**Passage fourni**
Introduction
Ce que l’on appelle “accord de transit russo-ukrainien” est en fait un ensemble d’accords signés en décembre 2019 :
- un protocole trilatéral entre la Commission européenne, l’Ukraine et la Russie prévoyant qu’au moins 225 milliards de mètres cubes1 de gaz russe seraient transités ou payés sur la période 2020-2024 : 65 milliards en 2020 et 40 milliards par an ensuite ;
- un accord de transport entre Gazprom et Naftogaz (l’opérateur gazier ukrainien), par lequel l’entreprise ukrainienne s’engage à transporter le gaz de l’entreprise russe à travers l’Ukraine ;
- un accord de transport entre Naftogaz et GTSOU (le gestionnaire de réseau ukrainien), par lequel le premier réserve des capacités sur le réseau ukrainien, pour le transport du gaz russe ;
- un accord d’interconnexion entre les gestionnaires de réseau GTSOU et Gazprom, couvrant les aspects techniques du transport.
Cet ensemble d’accords expirera le 31 décembre 2024 prochain. Bien qu’il prévoie une possibilité de prolongation, tout porte à croire (à ce stade) qu’il n’en sera rien, étant donné l’état des relations entre les autorités ukrainiennes et européennes d’un côté, et russes de l’autre.
La fin de cet accord, qui constituait la base politique, juridique, commerciale et technique du transit, présente un certain nombre de défis. En effet, bien que cela soit contre-intuitif, l’Ukraine est l’un des derniers corridors encore actifs (avec la Turquie) pour l’approvisionnement de l’Europe en gaz russe, malgré le conflit. Ainsi, la Commission estime que l’Union a reçu encore 14,65 milliards de mètres cubes de gaz russes par cette route en 2023 (et a priori les chiffres pour 2024 devraient être similaires)2. On estime que les États membres encore concernés sont les suivants: l’Autriche, la Hongrie, l’Italie, la Slovaquie, la Slovénie et la Tchéquie (et dans une moindre mesure la Bulgarie et la Roumanie). Les plus affectés seraient l’Autriche et la Slovaquie qui dépendent encore respectivement à 70% et 60% du gaz russe transitant par ce corridor.

**Extraits de données**
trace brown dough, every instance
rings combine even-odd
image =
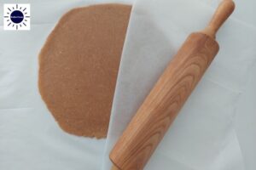
[[[41,96],[61,128],[107,136],[131,6],[102,4],[66,14],[39,54]]]

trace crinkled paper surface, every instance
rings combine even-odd
[[[236,2],[235,14],[217,35],[220,45],[218,56],[151,157],[146,170],[256,168],[252,161],[255,154],[247,148],[256,150],[250,141],[255,142],[256,136],[250,137],[250,134],[255,133],[256,127],[249,119],[255,118],[253,115],[255,106],[249,102],[255,102],[256,96],[255,89],[248,88],[255,84],[253,79],[248,82],[250,75],[255,73],[253,69],[256,61],[256,17],[255,13],[252,14],[256,3]],[[168,61],[190,32],[206,26],[218,3],[214,0],[137,0],[135,3],[115,91],[104,170],[111,167],[109,151]],[[251,93],[253,94],[248,100],[244,95]],[[251,133],[246,134],[246,128]]]

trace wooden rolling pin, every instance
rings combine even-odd
[[[143,169],[218,54],[215,34],[234,8],[224,0],[209,25],[187,38],[111,151],[113,170]]]

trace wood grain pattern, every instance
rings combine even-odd
[[[235,6],[235,3],[231,0],[222,1],[215,11],[215,14],[208,26],[203,31],[201,31],[201,32],[204,32],[212,38],[215,38],[217,31],[233,13]]]
[[[218,51],[205,34],[188,37],[111,153],[119,169],[143,169]]]
[[[187,38],[110,153],[113,170],[144,167],[218,54],[215,34],[234,8],[232,0],[224,0],[207,28]]]

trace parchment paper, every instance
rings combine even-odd
[[[0,169],[99,170],[105,139],[63,132],[38,89],[38,55],[61,15],[102,0],[0,0]],[[3,3],[31,4],[31,31],[3,29]]]
[[[109,151],[168,61],[190,32],[204,28],[218,3],[136,2],[122,55],[102,169],[110,168]],[[255,17],[241,14],[241,8],[238,7],[219,31],[218,56],[145,169],[247,169],[234,123],[236,105],[256,60],[256,29],[251,23]]]

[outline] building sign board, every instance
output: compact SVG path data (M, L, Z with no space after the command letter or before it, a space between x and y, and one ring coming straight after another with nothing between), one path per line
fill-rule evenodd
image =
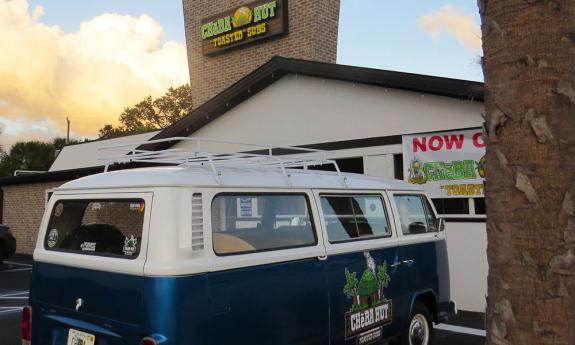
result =
M259 0L204 18L200 30L204 55L287 34L287 0Z
M432 198L484 196L485 143L482 130L404 135L403 176Z

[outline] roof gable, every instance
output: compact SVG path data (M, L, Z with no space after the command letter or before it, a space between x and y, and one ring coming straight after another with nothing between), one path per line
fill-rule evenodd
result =
M287 74L300 74L386 88L483 101L483 83L393 72L365 67L274 57L252 73L193 110L188 116L158 133L151 140L190 136L231 108L252 97ZM165 149L175 142L145 145Z

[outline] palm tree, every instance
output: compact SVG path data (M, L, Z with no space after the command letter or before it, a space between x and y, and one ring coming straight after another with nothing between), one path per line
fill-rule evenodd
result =
M478 5L487 344L575 344L575 1Z

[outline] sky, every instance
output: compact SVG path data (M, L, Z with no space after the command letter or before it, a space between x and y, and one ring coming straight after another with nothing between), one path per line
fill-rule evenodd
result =
M95 138L189 82L181 0L0 0L0 145ZM341 0L337 62L482 81L476 1Z

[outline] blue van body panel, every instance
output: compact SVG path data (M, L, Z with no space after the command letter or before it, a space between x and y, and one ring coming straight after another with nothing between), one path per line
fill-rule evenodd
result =
M70 328L100 335L98 345L139 342L144 279L35 262L30 294L34 344L66 344ZM78 311L77 298L84 302Z
M436 315L453 312L444 241L372 249L387 264L392 320L383 339L400 334L415 301L436 297ZM412 264L399 264L413 260ZM356 344L345 334L352 306L345 270L358 279L363 251L182 277L141 277L35 263L33 343L65 345L70 328L96 335L96 345L138 344L157 334L163 345ZM84 305L75 310L76 298Z
M209 344L326 344L329 307L317 258L208 274Z

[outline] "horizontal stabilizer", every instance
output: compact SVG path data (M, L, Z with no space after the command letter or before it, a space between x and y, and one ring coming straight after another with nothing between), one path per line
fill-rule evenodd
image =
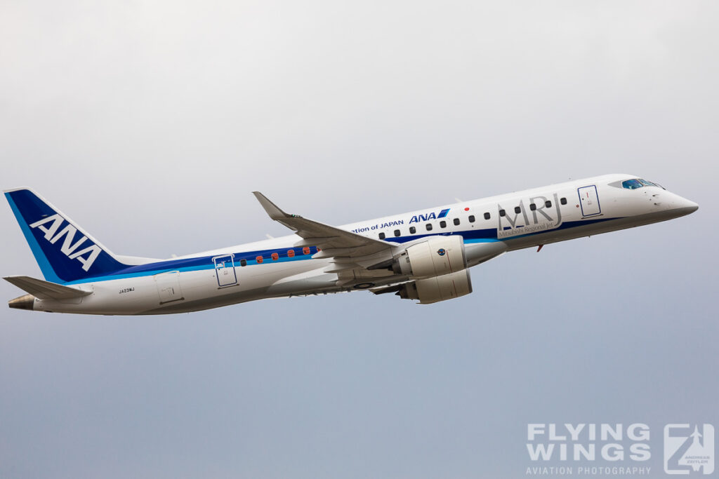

**À faire**
1 – D'après le texte sur le transit du gaz russe par l'Ukraine, pourquoi une prolongation des accords au-delà du 31 décembre 2024 paraît-elle peu probable ? Répondez en une à trois phrases.
2 – Reprenez le texte sur le transit du gaz russe par l'Ukraine après sa dernière phrase et rédigez-en la suite.

**Résultats de l'exercice**
1 – Une prolongation paraît peu probable à cause de l'état des relations entre les autorités ukrainiennes et européennes d'un côté et les autorités russes de l'autre. Le texte précise que cette appréciation vaut à ce stade, même si l'ensemble d'accords prévoit une possibilité de prolongation.

2 –
Source: Bruegel3
Où en est l’UE ?
Depuis le début de l’invasion de l’Ukraine par la Russie en février 2022, l’Union a fourni des efforts considérables pour renforcer sa sécurité d’approvisionnement. Ainsi, les capacités d’importations annuelles de gaz naturel liquéfié (GNL)4 ont augmenté de plus de 50 milliards de mètres cubes par an par rapport à l’avant-guerre5. La demande en gaz, elle, s’est considérablement contractée : en 2023, elle était de 330 milliards de mètres cubes (soit -20 % par rapport aux niveaux observés en 20216) et pourrait encore baisser en 2024. La part de la Russie dans nos importations de gaz a mécaniquement chuté et se situe aujourd’hui entre 15 et 20 % (contre 45 % avant la guerre).
L’association européenne des gestionnaires de réseaux de gaz (ENTSOG) estime que le système gazier européen est suffisamment préparé pour faire face à cette transition. Leur bilan prévisionnel pour l’hiver 2024/2025 souligne que l’Europe dispose de la capacité nécessaire pour absorber les potentiels chocs d’approvisionnement grâce à des infrastructures renforcées et des niveaux de stockage élevés (les stockages de gaz européens étaient remplis à 75 % de leur capacité le 15 décembre dernier)7.
Dans ce contexte, la fin du transit ukrainien peut même être vue comme une opportunité, en ligne avec la stratégie REPowerEU adoptée par la Commission en 2022, et visant à éliminer progressivement les importations de gaz russe d’ici 2027.
Comment se positionnent les parties prenantes ?
La Commission européenne a maintenu une position ferme au cours des derniers mois, affirmant que l’UE est prête à vivre sans le gaz russe transitant par l’Ukraine. L’ancienne Commissaire à l’Énergie, Kadri Simson, soulignait par exemple en mars dernier que l’Europe dispose de “solutions diversifiées pour remplacer pleinement les 14 milliards de mètres cubes de gaz russe”8. Elle a coordonné, dans cette perspective, un groupe de travail avec les États-membres impactés tout au long de l’année passée, dont les résultats ont récemment été publiés sur le site de la Commission9. Elle estime que les infrastructures gazières européennes sont suffisamment développées pour permettre aux États impactés par la fin du transit d’avoir accès à des sources alternatives (notamment du GNL). Elle identifie notamment quatre “gazoroutes” : via l’Allemagne, la Pologne, l’Italie et les Balkans.
De plus, les États membres comme la Slovaquie et l’Autriche, les plus impactés par la fin du transit, ont travaillé activement pour sécuriser des sources d’approvisionnement alternatives.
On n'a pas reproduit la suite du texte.